#### STATED PROBLEM
Collect every line in the rows below that contains the string "woman", matching its case exactly.

#### Rows on locating named things
**********

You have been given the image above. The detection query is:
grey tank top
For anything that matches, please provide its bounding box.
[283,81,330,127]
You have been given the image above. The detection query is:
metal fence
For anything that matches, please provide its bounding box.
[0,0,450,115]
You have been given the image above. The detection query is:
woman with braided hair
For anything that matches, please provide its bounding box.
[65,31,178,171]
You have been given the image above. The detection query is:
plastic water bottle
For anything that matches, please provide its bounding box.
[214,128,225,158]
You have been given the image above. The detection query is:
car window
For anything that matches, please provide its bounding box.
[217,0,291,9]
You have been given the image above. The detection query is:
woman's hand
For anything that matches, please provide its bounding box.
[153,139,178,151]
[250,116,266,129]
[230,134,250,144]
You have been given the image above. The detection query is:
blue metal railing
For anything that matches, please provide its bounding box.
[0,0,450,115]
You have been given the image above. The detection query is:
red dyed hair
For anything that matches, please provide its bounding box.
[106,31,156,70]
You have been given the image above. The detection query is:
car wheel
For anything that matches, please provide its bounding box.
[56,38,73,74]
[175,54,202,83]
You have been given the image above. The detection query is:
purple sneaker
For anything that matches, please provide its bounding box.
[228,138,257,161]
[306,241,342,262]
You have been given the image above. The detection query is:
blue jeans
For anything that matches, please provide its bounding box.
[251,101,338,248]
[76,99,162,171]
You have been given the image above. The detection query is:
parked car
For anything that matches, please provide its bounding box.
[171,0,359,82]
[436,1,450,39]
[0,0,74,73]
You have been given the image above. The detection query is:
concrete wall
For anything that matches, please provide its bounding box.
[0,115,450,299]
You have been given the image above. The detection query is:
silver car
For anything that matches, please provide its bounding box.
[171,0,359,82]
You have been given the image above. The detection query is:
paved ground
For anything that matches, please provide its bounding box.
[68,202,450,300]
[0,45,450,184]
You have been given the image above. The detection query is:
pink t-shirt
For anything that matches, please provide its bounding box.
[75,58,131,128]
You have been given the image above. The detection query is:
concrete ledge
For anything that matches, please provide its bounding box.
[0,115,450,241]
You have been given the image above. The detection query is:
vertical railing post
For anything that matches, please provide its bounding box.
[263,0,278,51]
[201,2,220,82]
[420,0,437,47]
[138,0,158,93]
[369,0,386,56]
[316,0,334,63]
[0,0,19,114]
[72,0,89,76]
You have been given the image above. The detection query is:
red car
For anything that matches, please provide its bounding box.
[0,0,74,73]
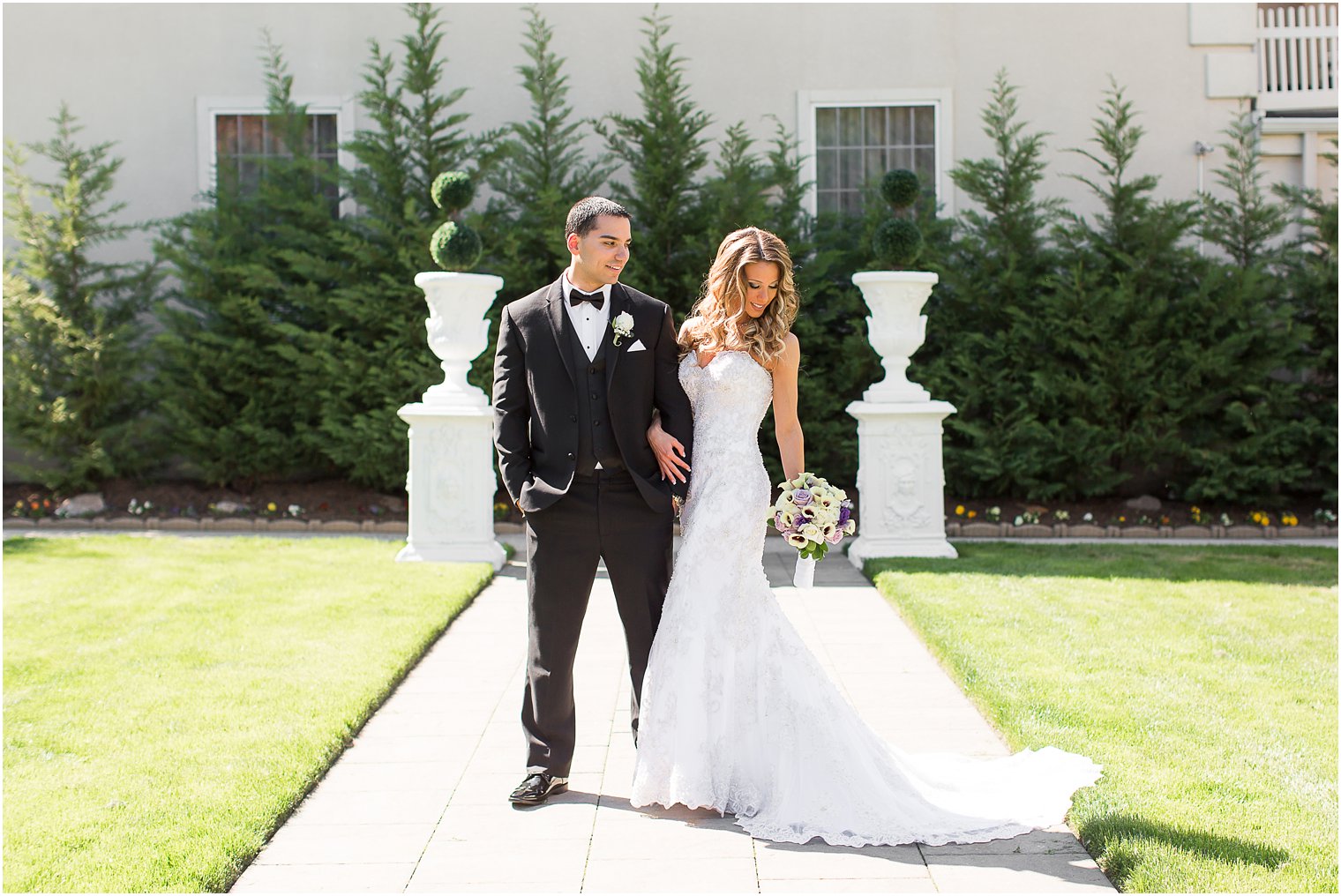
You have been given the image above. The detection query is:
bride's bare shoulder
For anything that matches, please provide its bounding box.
[678,317,702,348]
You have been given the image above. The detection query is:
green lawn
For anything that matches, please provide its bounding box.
[4,536,491,892]
[866,543,1337,892]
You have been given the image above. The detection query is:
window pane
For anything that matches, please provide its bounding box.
[913,106,936,146]
[815,106,936,214]
[237,116,266,155]
[815,108,838,146]
[915,149,936,182]
[889,106,913,146]
[865,146,885,183]
[237,158,261,195]
[312,116,340,155]
[815,149,838,190]
[838,149,865,189]
[214,116,237,155]
[838,108,861,146]
[260,116,287,155]
[866,108,888,146]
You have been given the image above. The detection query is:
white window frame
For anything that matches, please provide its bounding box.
[797,87,955,217]
[196,95,356,217]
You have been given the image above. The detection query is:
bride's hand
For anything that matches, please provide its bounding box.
[648,417,689,483]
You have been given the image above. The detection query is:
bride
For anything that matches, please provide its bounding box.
[632,227,1099,847]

**********

#### OUTPUT FOR THIS TASK
woman with braided hair
woman's hand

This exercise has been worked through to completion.